*Task A*.
Reproduce verbatim the passage of the article on predicting pancreatic cancer from health data, beginning at the words "Computer model uses" and stopping after the words "updated for free.".
*Task B*.
Carry on the article about the computer model that predicts pancreatic cancer, starting after its final sentence.

*Extract provided*.
▼

Computer model uses health data to predict who might develop pancreatic cancer

Therapy Breakthroughs 9. jul 2023 3 min Research director, professor Søren Brunak Written by Kristian Sjøgren

A new deep-learning algorithm uses machine learning to identify people with an increased risk of developing pancreatic cancer based on data on their health history. A researcher says that this will make screening people for this serious disease easier and improve survival.

Interested in Therapy Breakthroughs? We can keep you updated for free.

Follow Therapy Breakthroughs

Research director, professor

Søren Brunak

Disease Systems Biology Program, Novo Nordisk Foundation Center for Protein Research

Follow Søren

Pancreatic cancer is a very serious disease, with only 11% of the people diagnosed surviving more than 5 years.

One reason for the poor survival is the unspecific symptoms, which creates difficulty in identifying it early.

However, a machine-learning model can plough through the data on people’s health history and identify people with the highest risk of developing pancreatic cancer.

A researcher behind the development of the deep-learning algorithm says that this can help to promote early screening, diagnosis and treatment and hopefully also improve survival for the people with pancreatic cancer.

“The model can potentially identify the people with the greatest risk of developing pancreatic cancer, and then they can be invited for medical work-up. This means that everyone does not have to be examined, since by identifying high-risk individuals, we can hopefully intervene selectively before the disease spreads so much that treatment options are highly limited,” explains Søren Brunak, Professor and Research Director, Novo Nordisk Foundation Center for Protein Research, University of Copenhagen.

The research has been published in Nature Medicine.

▲

*Collected material*.
▼

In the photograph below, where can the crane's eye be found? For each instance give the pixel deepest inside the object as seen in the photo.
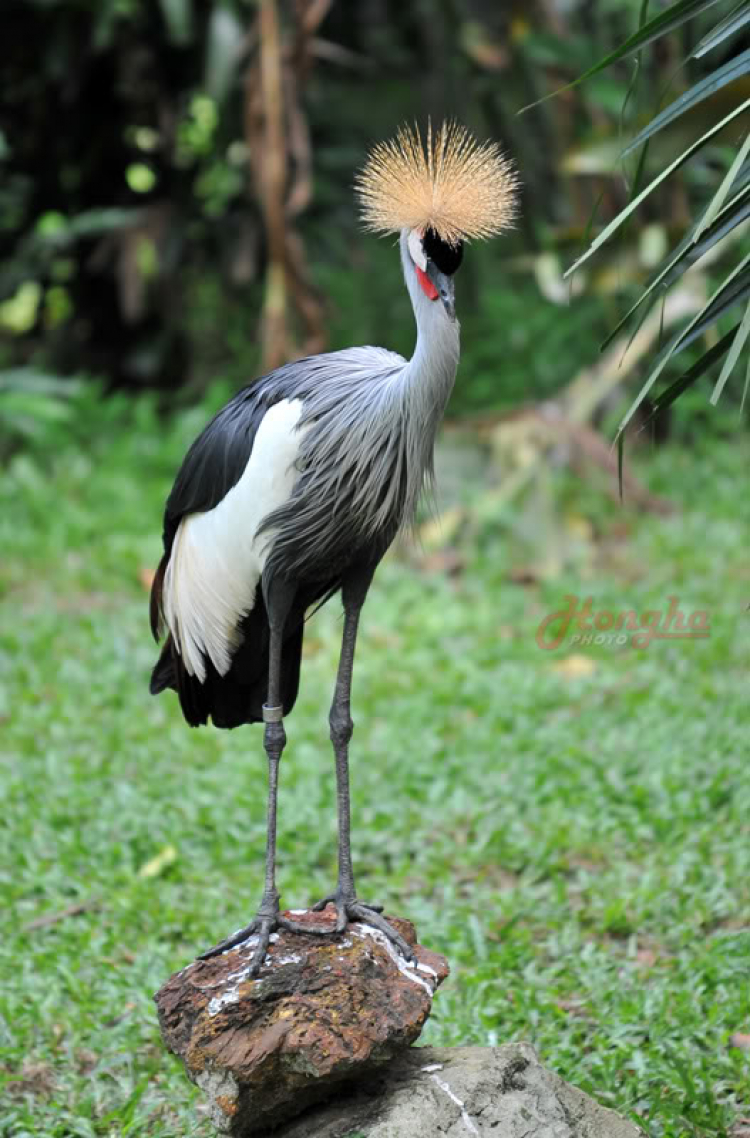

▲

*Answer section A*.
Computer model uses health data to predict who might develop pancreatic cancer

Therapy Breakthroughs 9. jul 2023 3 min Research director, professor Søren Brunak Written by Kristian Sjøgren

A new deep-learning algorithm uses machine learning to identify people with an increased risk of developing pancreatic cancer based on data on their health history. A researcher says that this will make screening people for this serious disease easier and improve survival.

Interested in Therapy Breakthroughs? We can keep you updated for free.

*Answer section B*.
Trained a machine-learning model on data from millions of people

The researchers developed and trained a deep-learning algorithm that uses machine learning to identify patterns in health data.

The data used in developing the algorithm is from the Danish National Patient Registry, which contains data on millions of people in Denmark since 1977. The Registry holds data on all hospital contacts, including broken arms, head injuries, serious stomach pain and diabetes.

Using the data, the researchers found that 24,000 people had been diagnosed with pancreatic cancer from 1977 to 2018, and they then asked the algorithm to find patterns in the diagnostic codes that led to the diagnosis. This involved the sequence of the health history and the timing of the various diagnoses in relation to each other.

The researchers trained the algorithm on most of the data but withheld data from 600,000 people to test whether it could subsequently identify the people who actually developed pancreatic cancer.

“People with a broken arm are rarely in doubt about the diagnosis, but the symptoms of pancreatic cancer are much more unspecific and can include stomach pain and other symptoms resulting from other diseases and disorders. A computer model can find weaker patterns in data because it analyses data from millions of people and can thus identify some people at high risk that a doctor might not pick up in the same way,” says Søren Brunak.

Model identifies individuals at high risk

When the researchers had trained the model, they tested it on the withheld data from the 600,000 people and found that it very accurately identified the people who developed pancreatic cancer.

Of the 1,000 people the algorithm assessed as having the greatest risk of developing pancreatic cancer, 320 developed it.

The researchers also validated the algorithm by using data from 3 million military veterans in the United States, which strengthens its quality potential not only in Denmark but also elsewhere.

“One great strength of the algorithm and of the study is that we showed that the model can be used on data from two very different countries,” explains Søren Brunak.

He also notes that how the model can or will be used is a political question.

“Solely focusing on the 1,000 people that the algorithm predicts as having the greatest risk of developing pancreatic cancer will detect many cases and have relatively few false-positive results. But the numbers could also be expanded to test the 10,000 or 100,000 people identified at greatest risk. This would lead to more screening but would also detect more people with pancreatic cancer,” says Søren Brunak.

Helping doctors to become more aware of pancreatic cancer

Although the algorithm is already performing well in identifying people at high risk of pancreatic cancer, the prognostic value of the model can be improved even further.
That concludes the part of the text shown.